Scale bars represent 50 μm.

Functional Analysis of Thymus Colonization in Medaka Embryos

(A) Gene content of chordate genomes and the presence of lymphocytes and thymus. The presence of the thymus (Pastoret et al., 1998) correlates with the emergence of Foxn1, Ccl25, Bcl11b, and Ccr9 genes. See Figures S1, S3, and S4–S7 for details. The presence of bona fide lymphocytes in amphioxus is unclear (Ruppert, 1997). The information given for the common vertebrate ancestor is hypothetical; paralogs are indicated by apostrophes.

(B) Expression of chemokine genes ccl25a and cxcl12a in the thymic rudiment of medaka embryos as detected by RNA in situ hybridization on tissue sections. ccl25a, but not ccl25b (see Figure 4A), is expressed in the epithelial rudiment of the thymus; cxcl12a, but not cxcl12b (data not shown), is expressed in the connective tissue encapsulating it. The chemokine receptor genes ccr7 and cxcr7 are not expressed in the thymus (data not shown). Scale bars represent 50µm.

::::::::::

■ YOUR ASSIGNMENT ■
Translate into French this sentence from the legend on thymus colonization in medaka embryos: "The chemokine receptor genes ccr7 and cxcr7 are not expressed in the thymus (data not shown)."

■ SUPPLIED INFORMATION ■
::::::::::

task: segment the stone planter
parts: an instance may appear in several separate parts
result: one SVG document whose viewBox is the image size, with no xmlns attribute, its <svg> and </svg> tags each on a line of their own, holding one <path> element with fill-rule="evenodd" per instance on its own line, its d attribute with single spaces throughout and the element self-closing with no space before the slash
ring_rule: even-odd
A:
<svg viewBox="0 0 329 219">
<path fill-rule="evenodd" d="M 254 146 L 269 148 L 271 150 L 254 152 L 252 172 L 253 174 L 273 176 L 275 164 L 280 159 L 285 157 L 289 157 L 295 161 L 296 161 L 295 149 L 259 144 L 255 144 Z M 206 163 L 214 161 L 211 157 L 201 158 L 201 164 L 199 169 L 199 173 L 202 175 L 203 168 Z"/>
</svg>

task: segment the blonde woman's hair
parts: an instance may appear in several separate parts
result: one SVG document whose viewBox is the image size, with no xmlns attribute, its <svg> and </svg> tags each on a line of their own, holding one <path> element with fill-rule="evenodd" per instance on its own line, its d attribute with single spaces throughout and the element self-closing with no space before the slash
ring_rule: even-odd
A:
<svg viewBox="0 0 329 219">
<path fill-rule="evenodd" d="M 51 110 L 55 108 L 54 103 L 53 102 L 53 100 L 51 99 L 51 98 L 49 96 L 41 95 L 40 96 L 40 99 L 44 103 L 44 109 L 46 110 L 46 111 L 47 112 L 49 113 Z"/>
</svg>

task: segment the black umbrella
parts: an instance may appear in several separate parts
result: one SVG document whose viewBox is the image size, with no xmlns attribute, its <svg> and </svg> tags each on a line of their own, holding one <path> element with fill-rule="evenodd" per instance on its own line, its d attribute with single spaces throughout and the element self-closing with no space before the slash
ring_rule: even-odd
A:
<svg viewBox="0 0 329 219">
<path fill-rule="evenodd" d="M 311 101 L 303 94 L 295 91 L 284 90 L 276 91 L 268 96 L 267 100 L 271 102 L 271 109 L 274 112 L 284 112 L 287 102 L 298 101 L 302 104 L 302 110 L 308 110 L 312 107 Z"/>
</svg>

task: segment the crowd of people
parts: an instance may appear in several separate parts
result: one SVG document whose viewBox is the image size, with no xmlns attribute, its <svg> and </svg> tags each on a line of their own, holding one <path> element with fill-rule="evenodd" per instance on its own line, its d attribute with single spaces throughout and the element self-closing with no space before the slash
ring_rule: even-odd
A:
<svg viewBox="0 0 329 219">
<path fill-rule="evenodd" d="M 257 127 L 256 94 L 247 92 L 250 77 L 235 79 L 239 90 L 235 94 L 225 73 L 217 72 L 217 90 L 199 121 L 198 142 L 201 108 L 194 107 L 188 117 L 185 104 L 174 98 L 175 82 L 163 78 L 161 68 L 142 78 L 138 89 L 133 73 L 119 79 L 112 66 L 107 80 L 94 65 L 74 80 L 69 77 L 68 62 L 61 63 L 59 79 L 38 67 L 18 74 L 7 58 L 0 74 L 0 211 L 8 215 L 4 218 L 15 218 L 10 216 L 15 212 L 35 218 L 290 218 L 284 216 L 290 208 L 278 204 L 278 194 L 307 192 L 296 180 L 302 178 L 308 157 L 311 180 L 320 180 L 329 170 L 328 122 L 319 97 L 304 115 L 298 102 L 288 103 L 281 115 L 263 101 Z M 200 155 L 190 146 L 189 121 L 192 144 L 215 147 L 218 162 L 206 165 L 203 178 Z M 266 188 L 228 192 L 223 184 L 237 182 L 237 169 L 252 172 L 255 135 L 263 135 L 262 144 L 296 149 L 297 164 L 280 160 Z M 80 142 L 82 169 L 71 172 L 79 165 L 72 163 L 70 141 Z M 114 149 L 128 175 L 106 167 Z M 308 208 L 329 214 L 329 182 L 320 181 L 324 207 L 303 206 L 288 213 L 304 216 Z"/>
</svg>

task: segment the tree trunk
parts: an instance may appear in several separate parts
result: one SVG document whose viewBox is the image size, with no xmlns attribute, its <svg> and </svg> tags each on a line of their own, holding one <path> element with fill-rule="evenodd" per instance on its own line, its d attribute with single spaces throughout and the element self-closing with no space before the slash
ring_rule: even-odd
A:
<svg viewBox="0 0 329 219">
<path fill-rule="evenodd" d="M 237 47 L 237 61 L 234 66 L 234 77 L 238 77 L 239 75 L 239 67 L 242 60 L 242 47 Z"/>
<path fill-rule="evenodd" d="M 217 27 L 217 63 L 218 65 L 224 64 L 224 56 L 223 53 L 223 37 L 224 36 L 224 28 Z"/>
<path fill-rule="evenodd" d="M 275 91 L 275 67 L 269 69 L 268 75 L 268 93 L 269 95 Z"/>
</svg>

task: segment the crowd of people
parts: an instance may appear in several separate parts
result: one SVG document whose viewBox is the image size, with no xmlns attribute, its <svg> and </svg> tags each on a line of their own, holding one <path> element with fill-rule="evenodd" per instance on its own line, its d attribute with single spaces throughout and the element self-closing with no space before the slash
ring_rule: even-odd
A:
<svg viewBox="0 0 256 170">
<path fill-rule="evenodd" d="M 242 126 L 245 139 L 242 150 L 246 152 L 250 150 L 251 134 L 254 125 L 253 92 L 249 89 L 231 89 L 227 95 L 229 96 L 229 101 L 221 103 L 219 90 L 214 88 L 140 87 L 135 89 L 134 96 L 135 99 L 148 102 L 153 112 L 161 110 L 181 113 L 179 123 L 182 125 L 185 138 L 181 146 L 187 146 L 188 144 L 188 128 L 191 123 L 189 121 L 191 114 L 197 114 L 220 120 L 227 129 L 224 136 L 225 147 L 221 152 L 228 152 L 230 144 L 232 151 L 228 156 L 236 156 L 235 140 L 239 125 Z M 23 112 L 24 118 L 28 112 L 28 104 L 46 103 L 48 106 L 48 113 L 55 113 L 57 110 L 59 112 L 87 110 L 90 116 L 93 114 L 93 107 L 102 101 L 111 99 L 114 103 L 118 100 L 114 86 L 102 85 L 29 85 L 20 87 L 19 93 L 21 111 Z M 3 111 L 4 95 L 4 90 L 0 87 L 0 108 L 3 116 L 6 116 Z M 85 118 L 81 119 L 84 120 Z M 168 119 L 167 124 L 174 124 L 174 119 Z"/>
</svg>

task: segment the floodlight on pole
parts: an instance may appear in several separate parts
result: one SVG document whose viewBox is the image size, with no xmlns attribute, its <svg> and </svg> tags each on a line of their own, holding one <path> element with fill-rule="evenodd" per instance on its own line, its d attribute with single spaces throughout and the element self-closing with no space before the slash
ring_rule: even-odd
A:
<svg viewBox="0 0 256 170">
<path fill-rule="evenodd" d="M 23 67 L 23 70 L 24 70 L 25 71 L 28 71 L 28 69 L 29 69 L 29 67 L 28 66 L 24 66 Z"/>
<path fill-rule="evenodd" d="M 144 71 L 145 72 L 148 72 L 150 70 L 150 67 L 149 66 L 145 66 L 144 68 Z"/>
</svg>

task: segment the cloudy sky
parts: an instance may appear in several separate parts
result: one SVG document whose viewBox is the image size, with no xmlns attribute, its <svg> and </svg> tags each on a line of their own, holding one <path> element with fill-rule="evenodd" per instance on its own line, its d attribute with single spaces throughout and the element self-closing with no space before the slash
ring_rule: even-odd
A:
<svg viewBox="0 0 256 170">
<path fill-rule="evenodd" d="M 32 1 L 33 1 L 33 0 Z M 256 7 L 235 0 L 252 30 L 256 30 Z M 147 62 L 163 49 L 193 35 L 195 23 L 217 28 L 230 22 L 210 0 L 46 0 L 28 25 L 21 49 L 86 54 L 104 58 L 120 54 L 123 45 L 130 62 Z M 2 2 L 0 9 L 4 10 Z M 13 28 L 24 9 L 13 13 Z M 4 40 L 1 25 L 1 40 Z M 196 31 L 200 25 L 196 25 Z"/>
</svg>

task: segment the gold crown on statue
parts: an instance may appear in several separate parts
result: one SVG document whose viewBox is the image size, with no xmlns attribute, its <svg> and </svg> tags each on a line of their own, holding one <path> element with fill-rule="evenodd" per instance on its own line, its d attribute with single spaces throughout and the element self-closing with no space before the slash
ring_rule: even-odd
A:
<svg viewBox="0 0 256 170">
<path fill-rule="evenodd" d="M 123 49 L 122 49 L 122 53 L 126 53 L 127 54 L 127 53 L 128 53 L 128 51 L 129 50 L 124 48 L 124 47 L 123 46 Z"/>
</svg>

::::::::::

■ RESPONSE ■
Les gènes des récepteurs de chimiokines ccr7 et cxcr7 ne sont pas exprimés dans le thymus (données non présentées).